Howard or Tolkien, Which of them Had The Greatest Impact On Modern Fantasy ?

BAYLOR

There Are Always new Things to Learn.
Joined
Jun 29, 2014
Messages
23,361
Thanks for a nice sercon posting! : )

Tolkien influences people to read more fantasy, but I suspect a lot of writers, fan or pro, never try seriously to write like him. How many of these authors are philologists, poets, scholars like he was? I have loved Tolkien's work since I was 11 but I have never tried to "imitate" it. He's way too great for that.

Contrastingly, Howard is extremely imitable. Gobs of us teenage fans of the Lancer paperbacks wrote our own sword-and-sorcery barbarian stories and I'll bet a lot of those imitations were not ridiculously poor as such. My character was named Koroth. He appeared in a fanzine called Endeavor.

Nobody has ever came close to what Tolkien achieved and never will nor will he ever be forgotten :cool:

As for Howard , Yes there is a definite formula and limitations to his style and yes lots imitate him , but some writers of note have done some excellent pastiches of Conan and of some of Howard's other characters characters. And soon there will be another Conan novel coming Conan Blood of the Serpent by S M Stirling . And of comic book and movies and tv. :cool:
 
Last edited:

KGeo777

Well-Known Member
Joined
Apr 24, 2017
Messages
2,199
Location
Canada
Lovecraft said in 1919 that after a collapse into barbarism there would be "natural chieftains" rising up to starts things over. That's Conan - a natural chieftain.

STATED PROBLEM A:
Answer these about the forum thread on Howard and Tolkien, one line each:
(i) Since what age has the first poster loved Tolkien's work?
(ii) What was the first poster's barbarian character called, and in which fanzine did he appear?
(iii) Who is named as the author of the coming Conan novel?
STATED PROBLEM B: Resume the forum thread on Howard and Tolkien, continuing the last post after its final sentence.

DATA EXCERPTS:
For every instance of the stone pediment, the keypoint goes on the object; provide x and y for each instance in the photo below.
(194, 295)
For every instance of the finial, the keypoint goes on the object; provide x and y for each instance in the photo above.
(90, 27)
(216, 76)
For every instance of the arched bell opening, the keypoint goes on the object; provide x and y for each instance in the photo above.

---

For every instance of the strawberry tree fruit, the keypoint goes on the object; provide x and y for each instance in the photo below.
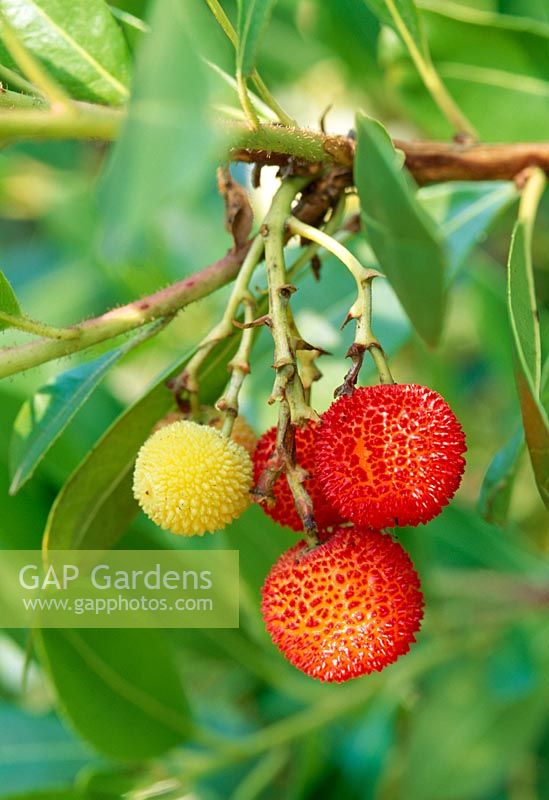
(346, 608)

FINAL ANSWER A:
(i) Since age 11.
(ii) Koroth, who appeared in the fanzine Endeavor.
(iii) S M Stirling.

FINAL ANSWER B:
The current chieftain of the Hyrkanian Steppes is in that mold I would say.
Military, cavalry-trained, probably decent with a sword, but shorter and less hair than Conan.
But he enjoys a good joke when he isn't plotting military campaigns so that also makes him similar to Conan.
 

The Big Peat

Darth Buddha
Joined
Apr 9, 2016
Messages
3,647
Thanks for a nice sercon posting! : )

Tolkien influences people to read more fantasy, but I suspect a lot of writers, fan or pro, never try seriously to write like him. How many of these authors are philologists, poets, scholars like he was? I have loved Tolkien's work since I was 11 but I have never tried to "imitate" it. He's way too great for that.

Contrastingly, Howard is extremely imitable. Gobs of us teenage fans of the Lancer paperbacks wrote our own sword-and-sorcery barbarian stories and I'll bet a lot of those imitations were not ridiculously poor as such. My character was named Koroth. He appeared in a fanzine called Endeavor.

Oh I don't know about that. I've heard too many complaints of insipid Tolkien-esque prose from the 70s (and even read some), and reckon there's much more that doesn't get published to boot. Particularly from teenagers that neither know what a philologist is or cares.

Truth told, I don't find one much more enjoyable for its prose than t'other (at least with Conan). I daresay Howard breaks more conventions, but then great pulp writing has a tendency to break the rules and create something so visceral and powerful it doesn't matter. What places Tolkien above for me is, well, everything else.
 

BAYLOR

There Are Always new Things to Learn.
Joined
Jun 29, 2014
Messages
23,361
Lovecraft said in 1919 that after a collapse into barbarism there would be "natural chieftains" rising up to starts things over. That's Conan - a natural chieftain.
The current chieftain of the Hyrkanian Steppes is in that mold I would say.
Military, cavalry-trained, probably decent with a sword, but shorter and less hair than Conan.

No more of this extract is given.